WORK ITEM: In your copy, each line below is repeated exactly and no image appears.

Recorded data
────────

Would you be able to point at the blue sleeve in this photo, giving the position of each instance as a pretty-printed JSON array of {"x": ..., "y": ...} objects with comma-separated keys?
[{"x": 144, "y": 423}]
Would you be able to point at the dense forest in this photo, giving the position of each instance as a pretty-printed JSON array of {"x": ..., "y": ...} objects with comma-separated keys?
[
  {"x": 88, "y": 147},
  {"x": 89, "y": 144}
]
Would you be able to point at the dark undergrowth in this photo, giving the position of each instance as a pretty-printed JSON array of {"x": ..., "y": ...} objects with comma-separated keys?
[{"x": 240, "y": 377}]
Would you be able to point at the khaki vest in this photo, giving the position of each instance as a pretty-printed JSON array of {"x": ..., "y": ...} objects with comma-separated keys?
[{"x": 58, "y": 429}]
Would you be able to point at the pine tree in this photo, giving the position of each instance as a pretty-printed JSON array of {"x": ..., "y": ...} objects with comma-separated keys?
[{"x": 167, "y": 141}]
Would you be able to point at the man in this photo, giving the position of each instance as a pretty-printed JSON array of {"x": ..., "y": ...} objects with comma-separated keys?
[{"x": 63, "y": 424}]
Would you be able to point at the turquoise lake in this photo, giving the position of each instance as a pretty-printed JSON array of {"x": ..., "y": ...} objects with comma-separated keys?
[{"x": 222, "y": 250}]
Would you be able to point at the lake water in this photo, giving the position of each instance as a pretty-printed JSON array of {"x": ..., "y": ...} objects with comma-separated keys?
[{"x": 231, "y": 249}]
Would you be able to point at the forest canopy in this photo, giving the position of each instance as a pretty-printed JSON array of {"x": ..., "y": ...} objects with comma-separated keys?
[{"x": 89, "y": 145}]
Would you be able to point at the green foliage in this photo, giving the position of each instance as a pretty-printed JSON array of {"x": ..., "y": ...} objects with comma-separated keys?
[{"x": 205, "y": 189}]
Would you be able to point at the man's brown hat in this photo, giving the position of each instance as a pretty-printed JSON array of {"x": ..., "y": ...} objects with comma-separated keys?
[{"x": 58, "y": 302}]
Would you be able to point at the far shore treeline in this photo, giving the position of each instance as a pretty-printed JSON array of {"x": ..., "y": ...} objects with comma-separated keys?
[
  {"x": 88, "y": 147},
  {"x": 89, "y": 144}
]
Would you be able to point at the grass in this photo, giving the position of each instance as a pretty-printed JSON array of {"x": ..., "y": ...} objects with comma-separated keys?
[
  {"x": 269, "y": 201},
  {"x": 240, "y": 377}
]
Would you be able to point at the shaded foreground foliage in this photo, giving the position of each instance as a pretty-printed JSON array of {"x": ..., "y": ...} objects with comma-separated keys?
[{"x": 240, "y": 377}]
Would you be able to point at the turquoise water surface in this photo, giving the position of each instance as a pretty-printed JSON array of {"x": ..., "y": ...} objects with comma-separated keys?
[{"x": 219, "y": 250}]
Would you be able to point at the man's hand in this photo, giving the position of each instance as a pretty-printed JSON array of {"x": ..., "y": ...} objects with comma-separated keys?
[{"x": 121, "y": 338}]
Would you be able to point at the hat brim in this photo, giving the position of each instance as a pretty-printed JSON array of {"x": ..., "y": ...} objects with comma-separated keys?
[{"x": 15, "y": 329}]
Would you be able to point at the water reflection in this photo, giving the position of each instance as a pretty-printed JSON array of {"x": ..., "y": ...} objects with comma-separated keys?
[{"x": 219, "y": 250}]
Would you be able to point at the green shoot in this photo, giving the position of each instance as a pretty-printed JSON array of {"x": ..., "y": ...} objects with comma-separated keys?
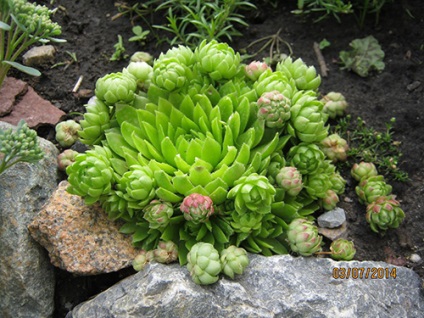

────────

RESPONSE AREA:
Would you be able to point at the blue sleeve in this photo, giving the position of each instance as a pretty-printed JSON array of {"x": ..., "y": ...} objects with comma-separated keys?
[{"x": 144, "y": 423}]
Would you be able to point at the dense forest in this photo, giving the position of each instance as a pretty-printed JSON array of {"x": ..., "y": ...} objects with comma-separated keys?
[
  {"x": 88, "y": 147},
  {"x": 89, "y": 144}
]
Would you be able to point at the dark undergrowth in this photo, giving the position of each instance as a pretty-printed JSON array of {"x": ..., "y": ...} objects with comma-separated keys?
[{"x": 240, "y": 377}]
Would you be able to point at the khaki vest in this photo, giving the position of each instance as a pretty-printed JSON array of {"x": ..., "y": ...} objects with comma-separated keys?
[{"x": 58, "y": 429}]
Would you be able to point at the pine tree in this photo, giving the position of each instance as a pretty-printed JSON array of {"x": ..., "y": ...} objects with comma-separated keys?
[{"x": 167, "y": 141}]
Would you be able to point at the man in this photo, giving the position of each instance as a pretty-printed JSON array of {"x": ..., "y": ...} objects with comma-separated keys?
[{"x": 63, "y": 424}]
Would you be able to point at the turquoise lake in this photo, giving the position of each instance as a pretty-printed JSON array of {"x": ..., "y": ...} objects with comma-separated keys?
[{"x": 222, "y": 250}]
Would you be able to point at the lake water in this photo, giving the position of each instance as a pretty-printed JSON array of {"x": ..., "y": ...} objects with comma-separated keys?
[{"x": 231, "y": 249}]
Would you be able to point at the forest canopy in this photo, giving the position of each instance as a pretty-printed JSON array of {"x": ..., "y": ...} objects with comma-separated keys?
[{"x": 89, "y": 145}]
Would you be able to point at the green foliage in this photo, giving the position of each instance as a pretty-printed JSON array of {"x": ..., "y": ...} objects with comma-separated keys?
[{"x": 205, "y": 189}]
Would you be able to point at the man's brown hat in this photo, giving the position of each instance as a pretty-printed JSON array of {"x": ..., "y": ...} objects with comma-separated keys?
[{"x": 58, "y": 302}]
Would you be able to point at the far shore treeline in this photo, giving the position of each instance as a pretty-printed JSON array of {"x": ..., "y": ...} objects with comma-separated keys?
[
  {"x": 88, "y": 147},
  {"x": 89, "y": 144}
]
Would you be able to point at the grass in this photo, giving the position of each instance as a pretty-printed JSON array of {"x": ..., "y": ...} objects with comma-separated keys?
[
  {"x": 269, "y": 201},
  {"x": 240, "y": 377}
]
Would you be able to point at the shaded foreground foliage in this photo, giving the position of each instance as a pretty-printed JSON array of {"x": ..., "y": ...} objects with comma-separated keys?
[{"x": 240, "y": 377}]
Would you be able to point at the turquoise water surface in this photo, giving the position of each instance as a pretty-printed JSON array of {"x": ..., "y": ...} objects with comma-separated keys?
[{"x": 219, "y": 250}]
Would you be able to point at the man's hand in this photo, giving the position of each instance as a pretty-printed JSON array of {"x": ..., "y": ...} objects with comma-separated keys?
[{"x": 121, "y": 338}]
Would you be able to point at the hat brim in this photo, giving the position of each instance as a pretty-printed JSON array of {"x": ..., "y": ...} objects with comma-separated keys?
[{"x": 15, "y": 329}]
Would you be able to point at the water reflection in this photo, giving the position of each instance as a pretty-printed JSON array of {"x": ..., "y": ...} objects with comma-separated keys?
[{"x": 219, "y": 250}]
Would you be able to point at the green shoot in this photo, giving the position of each instance as a pretty-printed JSON array of {"x": ..., "y": ...} objects with comma-separated keys?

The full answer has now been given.